VIES MAJUSCULES
Vous, les « résidents », vous qui avez été mes compagnons de route, le long de ma carrière.
Se réapproprier un lieu. A soi. Y parvenir ou pas; quand ça fait des années que le vie ne tient plus que dans un sac.
S’habituer au regard de l’autre. Ou pas. A l’intérieur, à l’extérieur… Souvent tout ici se ressemble un peu.
On cherche des choses dans des vies en vrac. On essaye de mettre les trucs dans des boites, dans des sacs. Et au final, ça déconne toujours un peu. Alors il faut chercher…
Melle A a eu douze vies, vu trente six pays et lu des milliers d’ouvrages. Avant elle déterrait des sarcophages, époussetait des os et exhumait des poteries anciennes.
Maintenant que sa carcasse a atterri ici, elle voudrait écrire un bouquin. Mais tous les mots et les histoires dans sa tête s’emmêlent. Alors pour passer le temps et essayer de mettre de l’ordre dans tout ça, elle passe boire le café.

_Énoncé du problème_
Pouvez-vous restituer à l'identique le passage de l'extrait compris entre « S’habituer au regard » et « boire le café. », ces deux bornes incluses ?

_Données répertoriées_
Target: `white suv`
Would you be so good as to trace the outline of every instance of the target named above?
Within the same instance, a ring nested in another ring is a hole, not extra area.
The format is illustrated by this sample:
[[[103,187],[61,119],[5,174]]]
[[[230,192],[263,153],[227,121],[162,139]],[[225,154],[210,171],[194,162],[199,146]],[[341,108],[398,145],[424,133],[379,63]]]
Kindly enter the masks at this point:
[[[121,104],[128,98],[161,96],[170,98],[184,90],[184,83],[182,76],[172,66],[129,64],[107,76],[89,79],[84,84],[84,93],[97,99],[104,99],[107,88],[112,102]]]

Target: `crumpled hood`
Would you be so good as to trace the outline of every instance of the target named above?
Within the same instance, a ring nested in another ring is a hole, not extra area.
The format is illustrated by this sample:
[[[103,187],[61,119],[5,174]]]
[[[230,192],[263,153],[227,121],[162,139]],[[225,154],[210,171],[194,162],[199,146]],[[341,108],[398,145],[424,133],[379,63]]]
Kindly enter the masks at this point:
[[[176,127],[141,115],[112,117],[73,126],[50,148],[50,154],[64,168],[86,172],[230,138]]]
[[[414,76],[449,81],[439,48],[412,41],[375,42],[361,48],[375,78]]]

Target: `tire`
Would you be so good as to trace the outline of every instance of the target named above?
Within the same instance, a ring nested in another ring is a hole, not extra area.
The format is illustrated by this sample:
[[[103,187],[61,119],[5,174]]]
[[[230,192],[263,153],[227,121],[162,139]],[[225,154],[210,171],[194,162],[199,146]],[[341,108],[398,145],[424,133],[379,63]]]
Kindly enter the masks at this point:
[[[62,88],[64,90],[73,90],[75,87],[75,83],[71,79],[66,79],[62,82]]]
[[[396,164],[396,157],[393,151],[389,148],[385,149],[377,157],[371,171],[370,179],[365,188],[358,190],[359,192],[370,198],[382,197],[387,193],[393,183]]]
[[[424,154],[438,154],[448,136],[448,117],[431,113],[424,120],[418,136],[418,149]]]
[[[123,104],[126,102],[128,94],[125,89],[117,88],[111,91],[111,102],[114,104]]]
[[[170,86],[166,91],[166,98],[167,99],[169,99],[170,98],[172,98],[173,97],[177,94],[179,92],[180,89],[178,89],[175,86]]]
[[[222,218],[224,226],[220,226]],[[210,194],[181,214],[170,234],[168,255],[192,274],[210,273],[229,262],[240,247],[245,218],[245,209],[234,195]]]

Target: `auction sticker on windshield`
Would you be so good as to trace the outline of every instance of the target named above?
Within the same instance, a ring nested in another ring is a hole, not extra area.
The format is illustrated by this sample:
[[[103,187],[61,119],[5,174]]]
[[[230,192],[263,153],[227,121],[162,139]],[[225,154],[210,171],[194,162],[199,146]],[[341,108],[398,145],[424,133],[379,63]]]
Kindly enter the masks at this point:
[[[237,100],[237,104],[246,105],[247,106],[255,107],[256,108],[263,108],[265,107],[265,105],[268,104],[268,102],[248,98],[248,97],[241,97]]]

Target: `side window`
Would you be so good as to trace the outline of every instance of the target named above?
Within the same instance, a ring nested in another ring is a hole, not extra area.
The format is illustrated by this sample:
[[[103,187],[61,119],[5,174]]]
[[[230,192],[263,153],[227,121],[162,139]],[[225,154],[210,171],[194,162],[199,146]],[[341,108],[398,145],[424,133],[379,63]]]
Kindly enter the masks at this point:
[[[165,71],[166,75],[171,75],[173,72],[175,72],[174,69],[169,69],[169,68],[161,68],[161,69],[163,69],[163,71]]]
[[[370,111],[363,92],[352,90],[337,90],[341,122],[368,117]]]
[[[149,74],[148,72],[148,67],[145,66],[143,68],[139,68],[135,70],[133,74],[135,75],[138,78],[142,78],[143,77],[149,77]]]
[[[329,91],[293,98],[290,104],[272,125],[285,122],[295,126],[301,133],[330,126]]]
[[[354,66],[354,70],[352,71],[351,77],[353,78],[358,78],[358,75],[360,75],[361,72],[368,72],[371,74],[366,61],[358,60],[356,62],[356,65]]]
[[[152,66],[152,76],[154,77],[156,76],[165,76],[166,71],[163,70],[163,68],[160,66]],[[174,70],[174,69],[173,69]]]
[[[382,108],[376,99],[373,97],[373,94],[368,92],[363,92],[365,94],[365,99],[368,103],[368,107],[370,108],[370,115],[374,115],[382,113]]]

_Zone de réponse_
S’habituer au regard de l’autre. Ou pas. A l’intérieur, à l’extérieur… Souvent tout ici se ressemble un peu.
On cherche des choses dans des vies en vrac. On essaye de mettre les trucs dans des boites, dans des sacs. Et au final, ça déconne toujours un peu. Alors il faut chercher…
Melle A a eu douze vies, vu trente six pays et lu des milliers d’ouvrages. Avant elle déterrait des sarcophages, époussetait des os et exhumait des poteries anciennes.
Maintenant que sa carcasse a atterri ici, elle voudrait écrire un bouquin. Mais tous les mots et les histoires dans sa tête s’emmêlent. Alors pour passer le temps et essayer de mettre de l’ordre dans tout ça, elle passe boire le café.